_INPUT RECORDS_:
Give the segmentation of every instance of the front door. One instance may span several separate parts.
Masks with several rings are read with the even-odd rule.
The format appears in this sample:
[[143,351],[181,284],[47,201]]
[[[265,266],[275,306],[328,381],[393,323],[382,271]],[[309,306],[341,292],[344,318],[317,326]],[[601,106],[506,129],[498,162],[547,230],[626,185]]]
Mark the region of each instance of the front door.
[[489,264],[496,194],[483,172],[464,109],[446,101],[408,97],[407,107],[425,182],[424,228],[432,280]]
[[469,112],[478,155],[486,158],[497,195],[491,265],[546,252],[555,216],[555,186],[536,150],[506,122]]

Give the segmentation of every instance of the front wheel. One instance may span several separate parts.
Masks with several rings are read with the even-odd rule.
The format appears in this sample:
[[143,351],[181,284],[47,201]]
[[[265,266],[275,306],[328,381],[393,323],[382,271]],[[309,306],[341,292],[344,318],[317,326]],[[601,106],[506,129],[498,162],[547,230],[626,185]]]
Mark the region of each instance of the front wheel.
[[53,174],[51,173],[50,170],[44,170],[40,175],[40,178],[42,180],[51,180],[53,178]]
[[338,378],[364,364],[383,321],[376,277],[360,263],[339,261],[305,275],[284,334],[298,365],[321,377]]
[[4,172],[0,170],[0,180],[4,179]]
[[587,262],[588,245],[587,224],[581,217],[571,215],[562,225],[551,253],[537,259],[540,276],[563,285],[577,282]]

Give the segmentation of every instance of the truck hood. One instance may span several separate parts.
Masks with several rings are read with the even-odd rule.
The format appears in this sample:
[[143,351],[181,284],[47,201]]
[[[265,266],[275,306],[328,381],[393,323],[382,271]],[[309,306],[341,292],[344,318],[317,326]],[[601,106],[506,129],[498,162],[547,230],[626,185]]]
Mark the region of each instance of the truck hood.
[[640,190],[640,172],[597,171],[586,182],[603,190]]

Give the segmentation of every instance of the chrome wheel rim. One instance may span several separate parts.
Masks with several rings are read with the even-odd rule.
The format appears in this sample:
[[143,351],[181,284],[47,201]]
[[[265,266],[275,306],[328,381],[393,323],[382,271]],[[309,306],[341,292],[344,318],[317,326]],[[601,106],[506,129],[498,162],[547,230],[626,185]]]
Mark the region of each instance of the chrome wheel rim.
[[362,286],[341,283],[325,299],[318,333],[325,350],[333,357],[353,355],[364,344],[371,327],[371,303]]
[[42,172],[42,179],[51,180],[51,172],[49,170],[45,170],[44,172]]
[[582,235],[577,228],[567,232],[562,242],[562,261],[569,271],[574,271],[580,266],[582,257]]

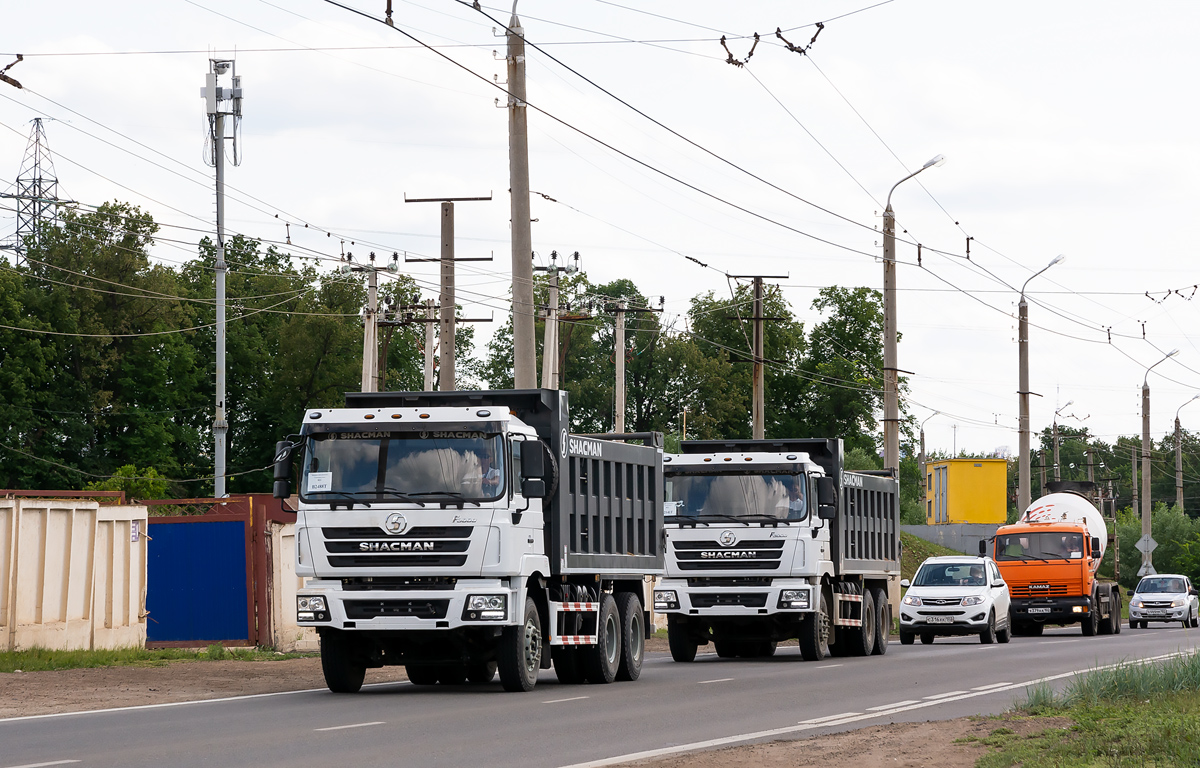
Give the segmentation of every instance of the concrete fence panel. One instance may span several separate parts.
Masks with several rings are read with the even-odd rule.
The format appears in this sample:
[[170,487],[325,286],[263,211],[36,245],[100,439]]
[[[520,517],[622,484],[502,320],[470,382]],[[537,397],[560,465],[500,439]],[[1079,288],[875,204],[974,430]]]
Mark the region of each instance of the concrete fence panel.
[[271,644],[276,650],[315,651],[317,631],[296,623],[296,593],[304,579],[296,575],[296,524],[271,521]]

_ASSIGNED TASK_: When a line among the entries contains "span", pull that line out.

_EXERCISE SOLUTION_:
Give the segmentation of every instance of the front door. One instance may span several separate parts.
Give the segmentation of every instance of the front wheel. One instance may span several separate parts.
Give the segmentation of every instance of the truck hood. One instance may span several separate parts.
Give the segmentation of every instance of the chrome wheel rim. One instance may span several separate parts.
Give the segmentation of every instance of the concrete fence panel. One instance may span several separate parts.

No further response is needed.